### Passage to read
Asbury to ‘proceed with a more refined deal’ for Park Place; Lithia buys Oregon stores

CARY, N.C.  – 

Asbury Automotive Group’s deal to purchase Park Place Dealerships is back on, with revised terms from the previously announced agreement in December, the retailer announced Monday.

More details and an update on that transaction can be found below.

In other dealer group M&A news, Lithia Motors said Tuesday it has acquired Smolich Chrysler Jeep Dodge Ram and Nissan dealerships in Bend, Ore.

Lithia, which is headquartered some three hours away in Medford, Ore., said the acquired stores are likely to pull in steady state annualized revenues of $100 million.

“As the automotive retail environment continues to show significant sequential improvements, we have restarted acquisitions, completing the first two pending acquisitions,” Lithia president and chief executive officer Bryan DeBoer said in a news release.

“Growth of our network is the foundation to the fulfillment of our current and future brand promises, regional logistics plan and ability to provide competitive customer offerings through all six business lines.”

A recap of operational results from Asbury and Lithia can be found in this story. 

Asbury’s Park Place purchase

In Monday’s news release, Asbury said it signed a definitive agreement to buy certain assets of Park Place. The price was $685 million of goodwill and roughly $50 million for parts, fixed assets and leaseholds, outside of vehicle inventory.

The deal was initially announced in December.  At the time, Asbury announced it had come to an agreement to buy certain assets of Park Place for $1 billion in cash, excluding vehicle inventory.

Amid the uncertainty around COVID-19, Asbury “had to step away” from the deal in March, but the rebound in recent months has allowed the group to “proceed with a more refined deal under more flexible and favorable terms,” Asbury president and CEO David Hult said in Monday’s news release.

“We are pleased our business model and performance allowed us to navigate the current environment and re-engage on a highly strategic acquisition that will make us an even stronger company. We have seen our new and used volume sequentially improve each week in May and June with higher profit per vehicle.  We have also seen our parts and service business improve in June as the economy gradually opens-up,” Hult said.  

“Strong May and June performance, along with cost restructuring efforts, have driven higher profitability and cash flow, giving us conviction to move forward with a revised Park Place acquisition,” Hult said. “In March, we had to step away from the transaction due to lack of visibility around COVID-19, but after seeing the rebound off the April low, we can proceed with a more refined deal under more flexible and favorable terms.”

As far as the operating assets Asbury is acquiring from Park Place, those include 12 new-car franchises in the Dallas-Fort Worth market, the Park Place auto auction and two collision centers.

The retailer expects the transaction, which is subject to customary closing conditions, to close in the third quarter.

“Park Place is highly regarded as one of the best and most efficient operators of luxury stores in the industry.  Their portfolio of stores comes with a strong base of loyal clients and long-tenured team members throughout the high growth Dallas/Fort Worth market,” Hult said. “This acquisition will enhance our total portfolio and add approximately $1.7 billion in expected annualized revenues. We are thankful to all of our employees who have worked so hard over the last few months to manage through this pandemic.

“The talent in our organization and the resilience of the dealer model have put us in a position to acquire Park Place and become a more diversified company.”

### Action item A
Answer these questions using the article on the dealership acquisitions:
(i) In what city are the Smolich dealerships that Lithia acquired?
(ii) What price did Asbury announce in December for certain assets of Park Place?
(iii) How many new-car franchises in the Dallas-Fort Worth market are among the operating assets Asbury is acquiring?
### Action item B
Set down the portion of the article on the dealership acquisitions between "CARY, N.C.  –" and "retailer announced Monday.", inclusive.

### Supplied records
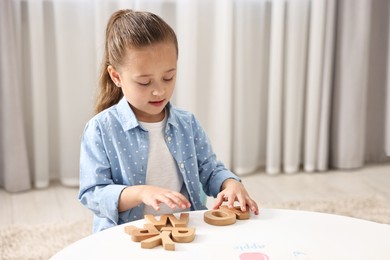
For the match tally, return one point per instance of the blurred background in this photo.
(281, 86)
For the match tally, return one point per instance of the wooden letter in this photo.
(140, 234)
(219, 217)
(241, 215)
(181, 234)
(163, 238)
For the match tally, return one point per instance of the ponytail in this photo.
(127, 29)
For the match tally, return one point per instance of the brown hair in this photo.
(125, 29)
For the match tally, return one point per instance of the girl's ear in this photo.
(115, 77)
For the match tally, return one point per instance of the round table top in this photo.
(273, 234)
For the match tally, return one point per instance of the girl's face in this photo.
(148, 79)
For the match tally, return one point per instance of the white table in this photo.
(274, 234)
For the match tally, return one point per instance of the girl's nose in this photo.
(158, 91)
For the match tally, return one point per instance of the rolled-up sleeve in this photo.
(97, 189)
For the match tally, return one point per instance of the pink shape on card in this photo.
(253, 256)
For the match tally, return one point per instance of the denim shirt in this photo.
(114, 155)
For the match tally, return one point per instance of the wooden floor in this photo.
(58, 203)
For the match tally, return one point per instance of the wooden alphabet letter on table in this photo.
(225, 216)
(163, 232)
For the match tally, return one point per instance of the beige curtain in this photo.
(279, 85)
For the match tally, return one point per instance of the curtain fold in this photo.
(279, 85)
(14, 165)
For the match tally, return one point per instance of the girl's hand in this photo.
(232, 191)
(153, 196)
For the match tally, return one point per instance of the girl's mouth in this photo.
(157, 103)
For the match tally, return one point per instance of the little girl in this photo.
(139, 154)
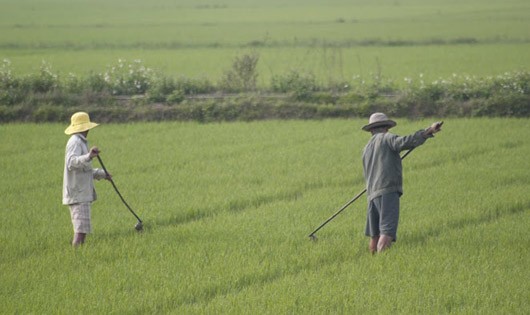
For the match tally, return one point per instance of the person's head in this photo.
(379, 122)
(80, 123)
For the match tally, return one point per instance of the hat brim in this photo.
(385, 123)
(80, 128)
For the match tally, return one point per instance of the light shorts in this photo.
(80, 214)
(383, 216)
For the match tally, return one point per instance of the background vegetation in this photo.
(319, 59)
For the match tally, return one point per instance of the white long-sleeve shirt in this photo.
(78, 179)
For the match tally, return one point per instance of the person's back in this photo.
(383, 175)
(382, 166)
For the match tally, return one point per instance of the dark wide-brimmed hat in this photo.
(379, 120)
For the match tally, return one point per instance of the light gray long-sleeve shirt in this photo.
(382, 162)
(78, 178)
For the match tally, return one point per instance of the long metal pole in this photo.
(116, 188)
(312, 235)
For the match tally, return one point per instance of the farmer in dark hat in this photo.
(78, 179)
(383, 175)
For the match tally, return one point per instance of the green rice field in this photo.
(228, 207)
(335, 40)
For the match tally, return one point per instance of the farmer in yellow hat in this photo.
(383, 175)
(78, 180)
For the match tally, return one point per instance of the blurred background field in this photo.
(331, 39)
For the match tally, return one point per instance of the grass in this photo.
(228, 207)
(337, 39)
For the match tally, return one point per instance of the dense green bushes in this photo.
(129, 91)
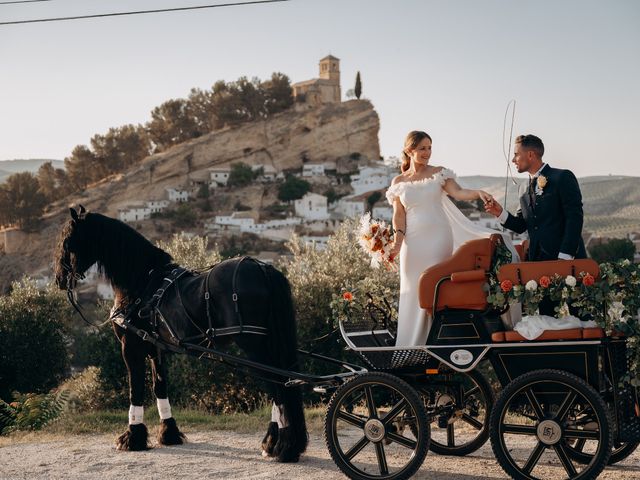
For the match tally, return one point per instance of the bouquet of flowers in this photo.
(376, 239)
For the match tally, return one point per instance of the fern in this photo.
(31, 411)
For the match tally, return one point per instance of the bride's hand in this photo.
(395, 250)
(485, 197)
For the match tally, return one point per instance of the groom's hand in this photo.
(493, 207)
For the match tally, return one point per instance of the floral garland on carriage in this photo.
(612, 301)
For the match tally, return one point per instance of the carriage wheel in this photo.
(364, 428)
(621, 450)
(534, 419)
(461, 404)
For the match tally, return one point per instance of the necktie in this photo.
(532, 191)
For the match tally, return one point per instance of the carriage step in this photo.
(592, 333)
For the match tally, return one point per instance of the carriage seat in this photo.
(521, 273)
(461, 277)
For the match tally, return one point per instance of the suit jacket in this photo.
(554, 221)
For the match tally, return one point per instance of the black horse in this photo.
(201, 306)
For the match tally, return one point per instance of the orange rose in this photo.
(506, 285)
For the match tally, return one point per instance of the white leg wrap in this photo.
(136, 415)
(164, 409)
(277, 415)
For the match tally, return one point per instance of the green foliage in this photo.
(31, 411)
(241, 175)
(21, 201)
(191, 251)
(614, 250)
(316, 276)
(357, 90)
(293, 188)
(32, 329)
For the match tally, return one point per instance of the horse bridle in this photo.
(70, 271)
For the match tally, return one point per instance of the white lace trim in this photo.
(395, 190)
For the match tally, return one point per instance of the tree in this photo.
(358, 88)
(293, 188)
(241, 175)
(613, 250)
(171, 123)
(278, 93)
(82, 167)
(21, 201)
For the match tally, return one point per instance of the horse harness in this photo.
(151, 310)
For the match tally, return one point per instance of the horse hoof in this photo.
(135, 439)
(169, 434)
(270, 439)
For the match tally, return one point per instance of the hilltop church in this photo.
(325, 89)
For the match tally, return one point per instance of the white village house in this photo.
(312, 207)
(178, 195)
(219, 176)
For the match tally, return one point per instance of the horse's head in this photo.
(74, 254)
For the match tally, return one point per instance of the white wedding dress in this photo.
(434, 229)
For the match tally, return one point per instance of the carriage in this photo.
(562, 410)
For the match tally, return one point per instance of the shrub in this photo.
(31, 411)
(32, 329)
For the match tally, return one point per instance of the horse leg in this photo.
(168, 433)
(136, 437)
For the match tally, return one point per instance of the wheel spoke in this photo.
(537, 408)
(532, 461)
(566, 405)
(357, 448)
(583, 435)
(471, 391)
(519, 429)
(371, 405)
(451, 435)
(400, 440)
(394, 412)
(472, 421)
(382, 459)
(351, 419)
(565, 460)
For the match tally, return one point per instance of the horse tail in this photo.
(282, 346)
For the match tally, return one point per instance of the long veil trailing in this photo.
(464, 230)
==
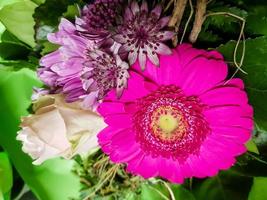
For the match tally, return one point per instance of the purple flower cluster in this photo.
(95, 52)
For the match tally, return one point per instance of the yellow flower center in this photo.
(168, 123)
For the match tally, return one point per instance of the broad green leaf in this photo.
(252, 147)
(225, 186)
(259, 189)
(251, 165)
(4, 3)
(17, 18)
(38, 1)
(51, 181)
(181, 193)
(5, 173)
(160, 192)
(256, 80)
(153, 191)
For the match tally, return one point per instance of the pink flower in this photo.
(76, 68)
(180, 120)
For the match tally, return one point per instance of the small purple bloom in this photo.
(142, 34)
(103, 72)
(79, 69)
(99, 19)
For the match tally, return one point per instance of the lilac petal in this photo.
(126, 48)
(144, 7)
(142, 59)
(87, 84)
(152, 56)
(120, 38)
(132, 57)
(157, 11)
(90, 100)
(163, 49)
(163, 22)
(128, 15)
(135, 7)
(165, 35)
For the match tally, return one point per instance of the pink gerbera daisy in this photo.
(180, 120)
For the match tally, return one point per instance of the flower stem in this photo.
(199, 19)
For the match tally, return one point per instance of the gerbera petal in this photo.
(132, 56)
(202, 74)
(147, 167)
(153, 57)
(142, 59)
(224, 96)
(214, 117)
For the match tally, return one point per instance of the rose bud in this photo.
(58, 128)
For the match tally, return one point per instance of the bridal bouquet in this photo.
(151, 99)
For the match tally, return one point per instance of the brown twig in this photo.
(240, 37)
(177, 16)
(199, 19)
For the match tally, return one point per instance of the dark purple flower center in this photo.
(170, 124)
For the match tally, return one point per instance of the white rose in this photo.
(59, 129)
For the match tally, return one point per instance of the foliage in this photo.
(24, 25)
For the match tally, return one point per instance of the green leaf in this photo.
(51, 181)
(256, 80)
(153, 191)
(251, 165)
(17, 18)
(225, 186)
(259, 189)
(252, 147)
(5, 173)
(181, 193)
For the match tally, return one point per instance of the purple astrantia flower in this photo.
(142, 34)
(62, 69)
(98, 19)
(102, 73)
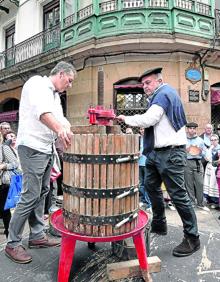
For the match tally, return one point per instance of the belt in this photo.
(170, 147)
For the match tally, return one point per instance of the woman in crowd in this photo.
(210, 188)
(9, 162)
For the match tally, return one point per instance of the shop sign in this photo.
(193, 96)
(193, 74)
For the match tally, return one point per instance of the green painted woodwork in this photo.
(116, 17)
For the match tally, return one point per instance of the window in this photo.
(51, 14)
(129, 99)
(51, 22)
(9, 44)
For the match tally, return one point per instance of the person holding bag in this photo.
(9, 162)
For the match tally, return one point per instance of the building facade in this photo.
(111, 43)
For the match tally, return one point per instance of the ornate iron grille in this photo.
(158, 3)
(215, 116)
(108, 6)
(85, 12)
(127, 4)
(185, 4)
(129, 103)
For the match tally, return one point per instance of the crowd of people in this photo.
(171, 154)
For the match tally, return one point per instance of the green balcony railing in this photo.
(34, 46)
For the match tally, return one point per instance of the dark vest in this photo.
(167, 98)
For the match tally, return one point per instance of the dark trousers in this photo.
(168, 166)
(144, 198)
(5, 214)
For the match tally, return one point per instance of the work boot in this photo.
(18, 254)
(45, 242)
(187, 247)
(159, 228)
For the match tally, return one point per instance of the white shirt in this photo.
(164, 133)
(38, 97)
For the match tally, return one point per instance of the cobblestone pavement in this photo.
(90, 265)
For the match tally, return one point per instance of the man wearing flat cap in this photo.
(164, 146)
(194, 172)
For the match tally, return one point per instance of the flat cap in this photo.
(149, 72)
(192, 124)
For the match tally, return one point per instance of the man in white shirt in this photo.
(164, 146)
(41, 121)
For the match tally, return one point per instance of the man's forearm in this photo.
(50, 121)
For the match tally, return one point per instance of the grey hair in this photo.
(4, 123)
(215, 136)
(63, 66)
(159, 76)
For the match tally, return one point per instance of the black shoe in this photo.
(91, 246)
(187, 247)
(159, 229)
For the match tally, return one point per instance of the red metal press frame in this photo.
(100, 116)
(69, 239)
--
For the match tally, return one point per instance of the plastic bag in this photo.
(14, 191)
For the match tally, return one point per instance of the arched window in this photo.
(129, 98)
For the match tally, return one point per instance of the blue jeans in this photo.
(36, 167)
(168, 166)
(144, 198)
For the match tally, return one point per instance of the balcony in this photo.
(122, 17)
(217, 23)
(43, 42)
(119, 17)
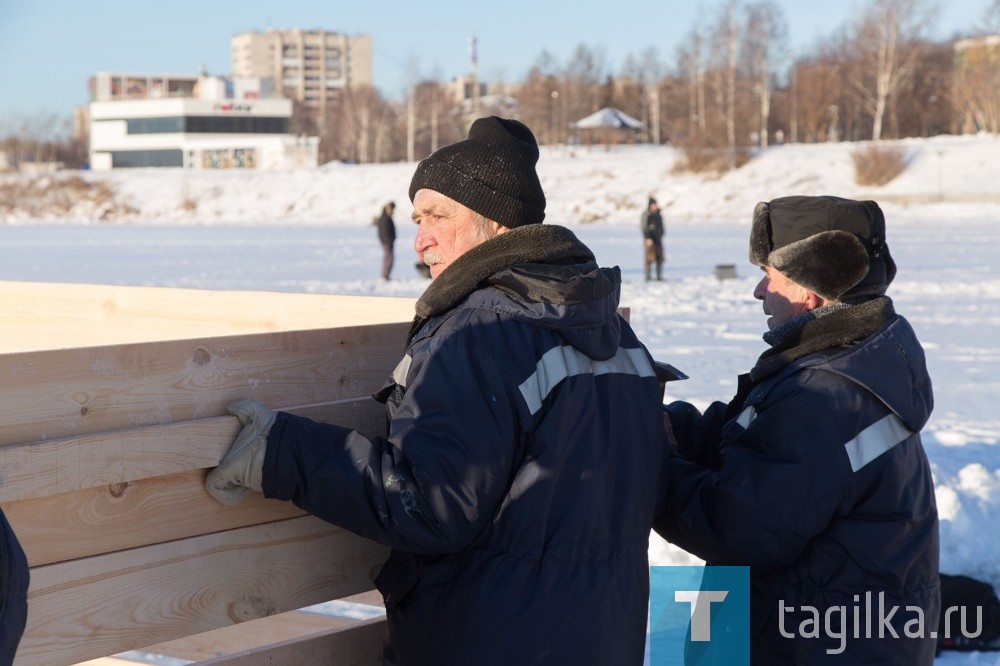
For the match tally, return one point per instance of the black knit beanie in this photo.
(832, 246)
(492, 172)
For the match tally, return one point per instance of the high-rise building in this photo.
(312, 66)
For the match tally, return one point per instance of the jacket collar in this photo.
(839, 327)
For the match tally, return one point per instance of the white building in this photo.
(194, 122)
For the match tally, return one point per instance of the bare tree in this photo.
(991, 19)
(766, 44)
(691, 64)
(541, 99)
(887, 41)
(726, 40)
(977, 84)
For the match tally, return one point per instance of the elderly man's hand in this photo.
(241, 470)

### Task result A
(i) Bend, Ore.
(ii) $1 billion in cash, excluding vehicle inventory
(iii) 12

### Task result B
CARY, N.C.  – 

Asbury Automotive Group’s deal to purchase Park Place Dealerships is back on, with revised terms from the previously announced agreement in December, the retailer announced Monday.